- DOCUMENT SEGMENT

# really need help getting car moving.(diy controller kit)



## OMT (May 10, 2010)

so a week ago i drove my car that has a new paul and sabrina controller. the car ran great for a few days but suddenly one day wouldnt move( when you turned on the car the contactor would engage, but gas pedal didnt do anything) 12v is supplied to the controller, i also checked, and made sure the pot is giving 0-5K ohms resistence. 

i didnt know what to do next so i tried to get rtd explorer to work with my car. the status light was green but was not shoing any info atall. my computer already has a serial to usb, that it recognizzes. 

what should i do to troubleshoot my controller/car? i have no clue what to do but im pretty sure its an issue with the controller. any advice?


----------



## mora (Nov 11, 2009)

Do you have a 500A model? What pack voltage are you running it with? I think high-pedal lockout (pedal in any other position than zero during precharge phase) will disable controller but will close contactor anyway. You might want to check your accelerator cable in case it is sticking and not zeroing out the potbox fully.

Did RTD explorer show it was connected? Did you check com port number for your serial-to-usb adapter and tell RTD explorer to use that same port number before connecting?

How about measuring voltage at controller terminals B+ and B-? (faulty contactor). You could also check your motor with 12V battery and jumper cables.


----------



## OMT (May 10, 2010)

-500A model, "tweaked" to 600a
-144v flooded
-potentiometer is reading zero when contactors are on, contactors are NOT controller by controller

-the only com port that wouldnt bring up an error was com port 3, which it selected automatically when rtd explorer was turned on.

- LISTING

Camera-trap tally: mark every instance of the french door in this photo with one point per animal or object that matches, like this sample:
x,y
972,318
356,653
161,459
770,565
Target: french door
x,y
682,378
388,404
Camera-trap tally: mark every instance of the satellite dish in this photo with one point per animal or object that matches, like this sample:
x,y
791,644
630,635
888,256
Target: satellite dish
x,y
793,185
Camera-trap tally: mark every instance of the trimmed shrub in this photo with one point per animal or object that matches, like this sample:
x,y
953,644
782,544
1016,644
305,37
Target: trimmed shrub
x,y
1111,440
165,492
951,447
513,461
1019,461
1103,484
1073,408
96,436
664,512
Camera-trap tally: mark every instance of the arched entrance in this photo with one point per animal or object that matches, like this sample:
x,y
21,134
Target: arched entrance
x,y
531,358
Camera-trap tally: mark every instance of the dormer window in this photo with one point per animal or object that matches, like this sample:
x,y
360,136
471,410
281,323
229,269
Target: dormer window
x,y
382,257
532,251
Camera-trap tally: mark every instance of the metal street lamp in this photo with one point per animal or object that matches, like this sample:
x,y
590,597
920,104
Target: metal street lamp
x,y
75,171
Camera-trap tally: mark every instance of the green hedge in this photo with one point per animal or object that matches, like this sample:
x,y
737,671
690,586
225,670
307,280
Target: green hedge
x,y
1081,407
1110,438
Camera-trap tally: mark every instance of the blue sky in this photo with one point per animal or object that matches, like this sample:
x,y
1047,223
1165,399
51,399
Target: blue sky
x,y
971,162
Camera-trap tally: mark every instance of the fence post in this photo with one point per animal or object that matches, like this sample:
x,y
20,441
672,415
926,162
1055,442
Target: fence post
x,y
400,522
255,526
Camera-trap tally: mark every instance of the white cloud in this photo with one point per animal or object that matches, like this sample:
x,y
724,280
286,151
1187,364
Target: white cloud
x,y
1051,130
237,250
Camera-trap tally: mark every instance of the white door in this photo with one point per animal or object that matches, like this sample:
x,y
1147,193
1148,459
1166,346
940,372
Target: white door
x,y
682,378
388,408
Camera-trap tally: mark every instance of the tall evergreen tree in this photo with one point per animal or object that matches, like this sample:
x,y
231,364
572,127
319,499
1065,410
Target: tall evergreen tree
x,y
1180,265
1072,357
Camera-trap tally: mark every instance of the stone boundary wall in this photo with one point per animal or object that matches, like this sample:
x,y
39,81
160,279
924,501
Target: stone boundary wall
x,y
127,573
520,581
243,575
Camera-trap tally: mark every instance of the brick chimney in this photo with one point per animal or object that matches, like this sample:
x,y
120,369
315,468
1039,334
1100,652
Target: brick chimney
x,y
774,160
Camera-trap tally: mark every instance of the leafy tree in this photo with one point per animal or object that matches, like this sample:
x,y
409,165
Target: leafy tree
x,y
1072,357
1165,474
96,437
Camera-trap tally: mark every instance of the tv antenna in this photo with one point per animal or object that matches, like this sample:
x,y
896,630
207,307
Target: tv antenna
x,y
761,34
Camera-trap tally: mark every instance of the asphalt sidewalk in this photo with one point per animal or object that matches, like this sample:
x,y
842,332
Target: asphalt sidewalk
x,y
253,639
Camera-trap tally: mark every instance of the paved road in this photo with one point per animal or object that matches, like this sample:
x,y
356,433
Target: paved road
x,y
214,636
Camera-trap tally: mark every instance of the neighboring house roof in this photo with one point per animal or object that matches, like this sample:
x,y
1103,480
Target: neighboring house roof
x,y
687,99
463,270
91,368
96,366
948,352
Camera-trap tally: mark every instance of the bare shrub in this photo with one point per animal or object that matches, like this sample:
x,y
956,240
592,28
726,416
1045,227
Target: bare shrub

- TO DO
1. Revise the car controller thread between "so a week ago" and "(Nov 11, 2009)", inclusive, changing "gas pedal" to "accelerator pedal".
2. Pick up the car controller thread after its final sentence and keep it going.

- EXERCISE RESPONSES
1.
so a week ago i drove my car that has a new paul and sabrina controller. the car ran great for a few days but suddenly one day wouldnt move( when you turned on the car the contactor would engage, but accelerator pedal didnt do anything) 12v is supplied to the controller, i also checked, and made sure the pot is giving 0-5K ohms resistence. 

i didnt know what to do next so i tried to get rtd explorer to work with my car. the status light was green but was not shoing any info atall. my computer already has a serial to usb, that it recognizzes. 

what should i do to troubleshoot my controller/car? i have no clue what to do but im pretty sure its an issue with the controller. any advice?


----------



## mora (Nov 11, 2009)

2.
controller B-, and B+ was reading good at around 150v

i know the motor works fine because it worked great right untill i pulled in to my garage, but i will try it again and update. 

I really need to get this car on the road before school starts or the project may be on a stand still. please help


----------



## mora (Nov 11, 2009)

Check your serial-to-usb adapters real com port number it is using. If you're running windows it can be found from device manager. It is mentioned inside brackets in the name of device. Now tell RTD explorer that port number and you should be fine. If you can connect RTDexplorer and controller correctly you'll know if it is high-pedal lockout or something else that hangs the controller.

You could also check precharge control wire for voltage. There should be five wires coming out of controller: +12V, gnd, two leads for potbox and contactor control wire. Power on the controller and check if there is voltage at contactor control wire. It doesn't need to be wired anywhere for controller to work. If no voltage is present after few seconds there is something going on inside the controller.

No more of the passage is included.